» **TASK GOAL**
Out of the entries that follow, copy each line containing "palm".

» **EXTRACTED ENTRIES**

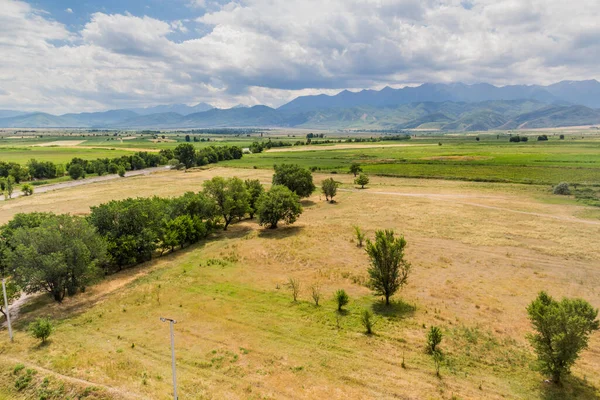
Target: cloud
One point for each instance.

* * *

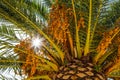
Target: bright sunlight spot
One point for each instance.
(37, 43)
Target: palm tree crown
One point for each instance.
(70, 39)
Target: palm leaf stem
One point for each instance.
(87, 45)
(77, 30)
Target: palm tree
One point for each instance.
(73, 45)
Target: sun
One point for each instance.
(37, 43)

» **TASK ANSWER**
Target: palm tree crown
Target: palm leaf stem
Target: palm tree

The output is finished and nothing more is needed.